(Stored records)
++++++++++++++++++++

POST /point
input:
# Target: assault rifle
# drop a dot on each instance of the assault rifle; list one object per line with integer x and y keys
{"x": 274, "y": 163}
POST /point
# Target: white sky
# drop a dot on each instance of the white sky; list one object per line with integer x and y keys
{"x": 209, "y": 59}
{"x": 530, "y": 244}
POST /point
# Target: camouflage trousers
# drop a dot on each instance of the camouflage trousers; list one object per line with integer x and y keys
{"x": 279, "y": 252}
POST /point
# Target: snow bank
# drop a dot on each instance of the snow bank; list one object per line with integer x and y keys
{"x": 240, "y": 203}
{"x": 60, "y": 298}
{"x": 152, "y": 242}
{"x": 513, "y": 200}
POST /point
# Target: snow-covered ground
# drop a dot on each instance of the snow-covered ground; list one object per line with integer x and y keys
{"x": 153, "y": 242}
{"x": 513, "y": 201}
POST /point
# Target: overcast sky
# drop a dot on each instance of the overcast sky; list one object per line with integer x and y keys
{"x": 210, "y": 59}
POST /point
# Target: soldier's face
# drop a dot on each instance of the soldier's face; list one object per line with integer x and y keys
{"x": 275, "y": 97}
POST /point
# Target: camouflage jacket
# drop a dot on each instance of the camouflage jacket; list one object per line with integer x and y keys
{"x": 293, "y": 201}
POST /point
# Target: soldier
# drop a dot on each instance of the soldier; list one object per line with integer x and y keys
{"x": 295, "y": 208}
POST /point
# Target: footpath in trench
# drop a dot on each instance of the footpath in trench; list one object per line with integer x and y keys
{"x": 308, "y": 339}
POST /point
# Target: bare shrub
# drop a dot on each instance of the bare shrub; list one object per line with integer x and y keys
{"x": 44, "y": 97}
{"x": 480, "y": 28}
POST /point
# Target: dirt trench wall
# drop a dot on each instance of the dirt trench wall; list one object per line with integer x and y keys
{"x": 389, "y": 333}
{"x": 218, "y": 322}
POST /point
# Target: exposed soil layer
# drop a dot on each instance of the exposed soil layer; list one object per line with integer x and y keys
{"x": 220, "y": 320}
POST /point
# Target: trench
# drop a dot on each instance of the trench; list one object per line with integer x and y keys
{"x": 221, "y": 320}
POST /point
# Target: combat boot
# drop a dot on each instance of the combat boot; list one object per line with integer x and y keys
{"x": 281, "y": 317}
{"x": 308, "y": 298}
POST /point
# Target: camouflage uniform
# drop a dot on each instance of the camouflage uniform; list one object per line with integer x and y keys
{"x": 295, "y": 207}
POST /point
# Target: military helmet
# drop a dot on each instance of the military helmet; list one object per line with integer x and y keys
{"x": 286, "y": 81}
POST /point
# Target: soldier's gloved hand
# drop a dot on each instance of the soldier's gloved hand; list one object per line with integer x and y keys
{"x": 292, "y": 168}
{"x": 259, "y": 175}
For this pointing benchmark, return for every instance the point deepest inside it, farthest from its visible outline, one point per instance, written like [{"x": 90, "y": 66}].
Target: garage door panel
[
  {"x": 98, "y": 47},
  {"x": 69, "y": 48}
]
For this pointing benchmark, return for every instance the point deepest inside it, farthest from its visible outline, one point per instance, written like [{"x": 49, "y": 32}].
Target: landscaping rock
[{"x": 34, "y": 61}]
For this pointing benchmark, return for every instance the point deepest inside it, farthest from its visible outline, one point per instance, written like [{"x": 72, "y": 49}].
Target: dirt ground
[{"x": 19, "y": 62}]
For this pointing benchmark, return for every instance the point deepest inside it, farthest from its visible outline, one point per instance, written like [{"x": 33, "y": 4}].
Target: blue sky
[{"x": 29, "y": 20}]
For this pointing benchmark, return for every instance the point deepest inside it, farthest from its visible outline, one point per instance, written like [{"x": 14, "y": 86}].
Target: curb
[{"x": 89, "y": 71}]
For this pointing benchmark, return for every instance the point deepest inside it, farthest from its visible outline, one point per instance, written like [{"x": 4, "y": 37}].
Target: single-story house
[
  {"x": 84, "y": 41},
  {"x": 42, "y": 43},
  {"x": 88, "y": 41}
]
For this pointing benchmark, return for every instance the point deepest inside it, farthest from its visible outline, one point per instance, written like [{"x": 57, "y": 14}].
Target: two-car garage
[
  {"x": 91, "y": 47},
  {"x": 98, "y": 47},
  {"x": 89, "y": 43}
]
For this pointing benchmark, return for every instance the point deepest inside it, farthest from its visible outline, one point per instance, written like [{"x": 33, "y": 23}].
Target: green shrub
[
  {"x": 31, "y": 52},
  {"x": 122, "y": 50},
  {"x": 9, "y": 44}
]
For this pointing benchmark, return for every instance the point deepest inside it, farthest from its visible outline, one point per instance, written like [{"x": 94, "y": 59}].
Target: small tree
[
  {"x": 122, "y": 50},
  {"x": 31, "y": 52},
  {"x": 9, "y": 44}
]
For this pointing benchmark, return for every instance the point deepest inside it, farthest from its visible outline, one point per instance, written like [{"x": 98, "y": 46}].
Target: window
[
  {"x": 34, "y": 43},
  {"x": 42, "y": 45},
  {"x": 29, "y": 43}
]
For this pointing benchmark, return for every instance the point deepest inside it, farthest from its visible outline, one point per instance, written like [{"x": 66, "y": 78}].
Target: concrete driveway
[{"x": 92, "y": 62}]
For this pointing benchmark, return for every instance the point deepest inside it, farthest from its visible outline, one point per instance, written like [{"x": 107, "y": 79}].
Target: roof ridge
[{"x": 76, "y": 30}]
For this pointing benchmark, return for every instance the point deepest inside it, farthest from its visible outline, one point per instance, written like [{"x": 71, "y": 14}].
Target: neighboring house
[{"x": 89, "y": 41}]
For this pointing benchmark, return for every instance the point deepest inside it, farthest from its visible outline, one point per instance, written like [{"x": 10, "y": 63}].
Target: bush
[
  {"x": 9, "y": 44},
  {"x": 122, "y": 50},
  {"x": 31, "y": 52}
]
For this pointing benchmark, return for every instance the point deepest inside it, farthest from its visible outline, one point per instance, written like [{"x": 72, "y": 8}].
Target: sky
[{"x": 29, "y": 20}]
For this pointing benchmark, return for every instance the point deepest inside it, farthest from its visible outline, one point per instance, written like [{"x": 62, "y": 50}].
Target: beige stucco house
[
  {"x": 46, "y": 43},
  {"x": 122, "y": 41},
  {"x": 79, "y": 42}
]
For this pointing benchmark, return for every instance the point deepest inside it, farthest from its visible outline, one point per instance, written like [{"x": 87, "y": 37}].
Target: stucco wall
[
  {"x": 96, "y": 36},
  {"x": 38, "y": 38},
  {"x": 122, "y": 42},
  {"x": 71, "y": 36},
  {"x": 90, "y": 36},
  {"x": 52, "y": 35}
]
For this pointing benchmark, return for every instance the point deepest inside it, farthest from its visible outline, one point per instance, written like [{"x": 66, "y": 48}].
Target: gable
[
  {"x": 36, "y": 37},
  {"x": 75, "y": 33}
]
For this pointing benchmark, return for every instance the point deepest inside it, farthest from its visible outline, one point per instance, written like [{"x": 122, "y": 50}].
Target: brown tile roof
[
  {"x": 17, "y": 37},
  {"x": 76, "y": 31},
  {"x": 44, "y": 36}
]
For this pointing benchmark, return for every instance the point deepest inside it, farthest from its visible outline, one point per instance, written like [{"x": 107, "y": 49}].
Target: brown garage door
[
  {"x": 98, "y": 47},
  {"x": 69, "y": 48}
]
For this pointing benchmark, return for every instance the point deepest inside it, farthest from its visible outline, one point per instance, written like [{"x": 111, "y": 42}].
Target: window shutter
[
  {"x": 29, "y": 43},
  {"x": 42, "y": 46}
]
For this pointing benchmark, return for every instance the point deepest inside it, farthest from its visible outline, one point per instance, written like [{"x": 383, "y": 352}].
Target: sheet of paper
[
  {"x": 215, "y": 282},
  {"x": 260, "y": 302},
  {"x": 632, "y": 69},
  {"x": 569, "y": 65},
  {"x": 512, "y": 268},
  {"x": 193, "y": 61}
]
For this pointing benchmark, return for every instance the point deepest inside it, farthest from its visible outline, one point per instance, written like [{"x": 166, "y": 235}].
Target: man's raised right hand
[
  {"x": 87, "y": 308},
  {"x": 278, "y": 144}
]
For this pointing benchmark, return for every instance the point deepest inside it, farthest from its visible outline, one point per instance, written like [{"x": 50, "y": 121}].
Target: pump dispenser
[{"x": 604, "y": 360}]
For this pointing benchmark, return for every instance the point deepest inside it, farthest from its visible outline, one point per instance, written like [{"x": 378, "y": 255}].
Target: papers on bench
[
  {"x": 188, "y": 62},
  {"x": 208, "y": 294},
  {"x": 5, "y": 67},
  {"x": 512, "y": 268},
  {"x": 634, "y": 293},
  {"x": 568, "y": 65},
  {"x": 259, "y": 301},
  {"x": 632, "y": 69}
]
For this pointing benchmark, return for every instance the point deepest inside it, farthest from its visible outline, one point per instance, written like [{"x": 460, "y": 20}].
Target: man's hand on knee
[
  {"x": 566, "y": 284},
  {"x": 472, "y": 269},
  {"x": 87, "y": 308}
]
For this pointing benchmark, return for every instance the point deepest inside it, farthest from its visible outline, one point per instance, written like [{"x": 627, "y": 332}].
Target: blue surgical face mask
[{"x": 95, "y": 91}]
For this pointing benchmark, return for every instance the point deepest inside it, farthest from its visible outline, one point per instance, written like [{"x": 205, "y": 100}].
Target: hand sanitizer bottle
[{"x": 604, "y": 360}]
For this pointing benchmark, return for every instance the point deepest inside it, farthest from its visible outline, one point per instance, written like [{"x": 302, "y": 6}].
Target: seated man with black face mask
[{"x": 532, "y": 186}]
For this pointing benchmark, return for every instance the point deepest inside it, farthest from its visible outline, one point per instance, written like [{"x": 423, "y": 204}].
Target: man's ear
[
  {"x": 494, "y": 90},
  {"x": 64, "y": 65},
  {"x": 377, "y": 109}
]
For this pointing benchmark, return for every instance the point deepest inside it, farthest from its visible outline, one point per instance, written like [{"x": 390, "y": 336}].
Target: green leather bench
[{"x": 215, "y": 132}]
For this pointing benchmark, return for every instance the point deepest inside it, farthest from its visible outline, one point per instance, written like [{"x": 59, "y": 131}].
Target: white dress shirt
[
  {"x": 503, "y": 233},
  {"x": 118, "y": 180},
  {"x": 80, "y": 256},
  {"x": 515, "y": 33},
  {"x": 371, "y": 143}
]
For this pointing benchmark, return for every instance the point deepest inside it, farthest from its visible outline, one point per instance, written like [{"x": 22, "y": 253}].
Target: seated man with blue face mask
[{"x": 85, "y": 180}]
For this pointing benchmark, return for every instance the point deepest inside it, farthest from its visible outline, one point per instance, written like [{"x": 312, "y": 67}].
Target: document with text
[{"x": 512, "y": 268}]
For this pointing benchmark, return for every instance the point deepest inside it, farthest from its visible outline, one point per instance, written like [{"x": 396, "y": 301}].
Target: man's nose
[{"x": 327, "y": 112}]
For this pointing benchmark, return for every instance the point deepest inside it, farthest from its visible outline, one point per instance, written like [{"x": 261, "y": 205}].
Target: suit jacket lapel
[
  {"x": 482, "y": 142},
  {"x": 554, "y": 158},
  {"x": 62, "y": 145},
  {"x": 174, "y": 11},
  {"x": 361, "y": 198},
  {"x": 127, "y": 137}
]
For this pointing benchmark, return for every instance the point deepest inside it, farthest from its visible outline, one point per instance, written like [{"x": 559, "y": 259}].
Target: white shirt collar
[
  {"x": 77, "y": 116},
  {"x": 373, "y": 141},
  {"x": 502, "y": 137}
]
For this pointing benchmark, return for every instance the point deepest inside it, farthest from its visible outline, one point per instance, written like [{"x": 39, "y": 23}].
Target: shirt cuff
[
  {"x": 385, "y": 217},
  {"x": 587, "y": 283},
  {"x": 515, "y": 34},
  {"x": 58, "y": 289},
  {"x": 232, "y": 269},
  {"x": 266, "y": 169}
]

++++++++++++++++++++

_Task prompt_
How many of the lines in the stored records contain the word "trousers"? Give only the number.

_Output below_
2